Task requirements: Convert the data below into a JSON array of strings, with one string for each line and any blank lines omitted.

Records for this task:
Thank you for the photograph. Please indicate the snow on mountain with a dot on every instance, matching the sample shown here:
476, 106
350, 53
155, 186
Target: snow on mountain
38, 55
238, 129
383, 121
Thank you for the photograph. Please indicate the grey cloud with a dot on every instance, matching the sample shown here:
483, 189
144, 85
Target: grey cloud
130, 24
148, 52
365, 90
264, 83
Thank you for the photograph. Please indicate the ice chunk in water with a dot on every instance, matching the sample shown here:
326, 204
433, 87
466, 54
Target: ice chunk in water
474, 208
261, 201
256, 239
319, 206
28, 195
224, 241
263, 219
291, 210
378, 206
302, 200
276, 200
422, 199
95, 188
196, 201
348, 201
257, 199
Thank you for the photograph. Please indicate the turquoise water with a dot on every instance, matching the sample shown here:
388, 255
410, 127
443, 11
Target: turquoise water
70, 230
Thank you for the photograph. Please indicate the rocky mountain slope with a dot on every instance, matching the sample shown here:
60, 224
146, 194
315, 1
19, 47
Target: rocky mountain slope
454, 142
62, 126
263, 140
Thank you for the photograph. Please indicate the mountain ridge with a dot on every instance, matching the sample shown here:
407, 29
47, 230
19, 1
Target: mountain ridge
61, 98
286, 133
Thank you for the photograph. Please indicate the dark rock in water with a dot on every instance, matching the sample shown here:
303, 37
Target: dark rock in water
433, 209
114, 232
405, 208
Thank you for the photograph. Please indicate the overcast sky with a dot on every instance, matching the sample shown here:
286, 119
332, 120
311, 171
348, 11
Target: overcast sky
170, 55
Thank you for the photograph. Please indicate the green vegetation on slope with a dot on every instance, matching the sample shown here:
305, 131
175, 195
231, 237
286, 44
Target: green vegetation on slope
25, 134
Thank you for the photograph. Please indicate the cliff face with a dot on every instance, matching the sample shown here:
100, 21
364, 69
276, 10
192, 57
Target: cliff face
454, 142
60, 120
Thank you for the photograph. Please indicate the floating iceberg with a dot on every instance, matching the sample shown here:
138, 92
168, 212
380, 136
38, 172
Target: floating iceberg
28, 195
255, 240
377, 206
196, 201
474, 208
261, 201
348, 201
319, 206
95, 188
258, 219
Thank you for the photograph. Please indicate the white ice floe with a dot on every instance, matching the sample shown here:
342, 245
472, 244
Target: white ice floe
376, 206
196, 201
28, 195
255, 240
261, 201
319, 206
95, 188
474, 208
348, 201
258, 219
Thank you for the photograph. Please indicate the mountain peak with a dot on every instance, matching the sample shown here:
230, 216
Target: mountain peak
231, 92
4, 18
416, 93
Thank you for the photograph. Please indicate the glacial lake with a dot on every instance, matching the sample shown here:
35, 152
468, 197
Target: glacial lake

Finished exercise:
[
  "Thank you for the photograph. Please indicate the snow on mountain with a dot on every instance, matching the sample shown here:",
  "476, 106",
  "350, 53",
  "155, 186",
  "Target: snow on mountain",
  "38, 55",
  "238, 129",
  "383, 121",
  "Thank you for the photograph. Please indicate the grey cloud with a dot on every instance, matching the sample shown here:",
  "483, 189",
  "144, 85",
  "Target: grey cloud",
  "130, 24",
  "148, 52",
  "365, 90",
  "264, 83",
  "Thank you for the photograph. Please indicate the ice chunk in water with a dot on every instance, matching the sample shown here:",
  "326, 204",
  "433, 87",
  "466, 54",
  "Target: ice chunk in water",
  "474, 208",
  "261, 201",
  "256, 239",
  "319, 206",
  "28, 195",
  "224, 241",
  "263, 219",
  "291, 210",
  "378, 206",
  "302, 200",
  "276, 200",
  "422, 199",
  "95, 188",
  "196, 201",
  "348, 201",
  "257, 199",
  "Thank you for the photograph. Please indicate the turquoise water with a dot on every instance, matching the sample shown here:",
  "388, 255",
  "410, 127",
  "443, 11",
  "Target: turquoise water",
  "70, 230",
  "Thank you for the photograph. Please indicate the rocky mountain slope with a dot on every instance, matching the sample shown here:",
  "60, 224",
  "146, 194",
  "315, 1",
  "19, 47",
  "Target: rocky mountain slope",
  "454, 142",
  "62, 126",
  "263, 140",
  "Thank you for the photograph. Please indicate the mountain ridge with a dot on every instance, matching the sample shown here:",
  "407, 29",
  "47, 230",
  "19, 1",
  "Target: mountain ridge",
  "61, 98",
  "286, 133",
  "Thank you for the photograph. Please indicate the dark rock in water with a dot on every instance, matching the sample shown here:",
  "303, 37",
  "Target: dark rock in water",
  "433, 209",
  "114, 232",
  "405, 208",
  "Thank you for the photograph. Please indicate the overcast sky with a dot on every instance, matching the sample shown here:",
  "286, 119",
  "332, 120",
  "311, 171",
  "348, 11",
  "Target: overcast sky",
  "170, 55",
  "Thank you for the photograph. Please indicate the green vegetation on slope with a dot on every instance, matching the sample shown here:",
  "305, 131",
  "175, 195",
  "231, 237",
  "286, 44",
  "Target: green vegetation on slope",
  "25, 134",
  "Thank you for the photograph. Please indicate the cliff face with a dot on every instance, matching the sample shown here:",
  "100, 21",
  "364, 69",
  "276, 10",
  "192, 57",
  "Target: cliff face",
  "454, 142",
  "60, 120",
  "Thank you for the photograph. Please indicate the floating iceberg with a dot on every instance, matching the sample shown here:",
  "138, 92",
  "168, 212",
  "380, 136",
  "38, 172",
  "Target: floating iceberg",
  "28, 195",
  "255, 240",
  "377, 206",
  "196, 201",
  "474, 208",
  "261, 201",
  "348, 201",
  "319, 206",
  "95, 188",
  "258, 219",
  "Thank you for the photograph. Please indicate the white ice floe with a dot on every instance, matching the sample shown here:",
  "342, 245",
  "472, 244",
  "Target: white ice floe",
  "376, 206",
  "196, 201",
  "28, 195",
  "255, 240",
  "261, 201",
  "319, 206",
  "95, 188",
  "474, 208",
  "348, 201",
  "258, 219",
  "Thank you for the photograph. Please indicate the mountain peak with a dot on every instance, matching the sample shown here:",
  "230, 216",
  "Target: mountain peak",
  "231, 92",
  "4, 18",
  "416, 93",
  "Thank you for the photograph. Please indicate the glacial lake with a dot on every instance, matching the sample shown here:",
  "35, 152",
  "468, 197",
  "Target: glacial lake"
]